Transcribe every record below word for word.

========================================

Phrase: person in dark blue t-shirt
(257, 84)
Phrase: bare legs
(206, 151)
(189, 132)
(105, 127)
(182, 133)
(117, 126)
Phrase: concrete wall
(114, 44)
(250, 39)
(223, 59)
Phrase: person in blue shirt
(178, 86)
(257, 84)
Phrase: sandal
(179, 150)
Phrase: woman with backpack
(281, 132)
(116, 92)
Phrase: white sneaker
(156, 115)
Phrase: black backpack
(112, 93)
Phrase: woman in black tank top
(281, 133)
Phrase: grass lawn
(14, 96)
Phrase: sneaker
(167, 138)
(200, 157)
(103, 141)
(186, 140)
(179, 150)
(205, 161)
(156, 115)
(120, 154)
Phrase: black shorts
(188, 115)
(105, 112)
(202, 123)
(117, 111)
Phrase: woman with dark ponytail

========================================

#### [SOLVED PROBLEM]
Phrase: person in dark blue t-shirt
(257, 84)
Phrase: bare legs
(206, 151)
(189, 132)
(105, 127)
(182, 133)
(117, 126)
Phrase: concrete wall
(114, 44)
(250, 39)
(223, 59)
Phrase: person in blue shirt
(178, 86)
(257, 84)
Phrase: sandal
(179, 150)
Phrase: woman with backpack
(281, 132)
(116, 92)
Phrase: white sneaker
(156, 115)
Phrase: black backpack
(112, 93)
Phrase: woman in black tank top
(281, 133)
Phrase: grass lawn
(14, 96)
Phrase: sneaker
(167, 138)
(200, 157)
(103, 141)
(186, 140)
(179, 150)
(205, 161)
(156, 115)
(120, 154)
Phrase: black shorts
(188, 115)
(105, 112)
(202, 123)
(117, 111)
Phrase: woman with dark ponytail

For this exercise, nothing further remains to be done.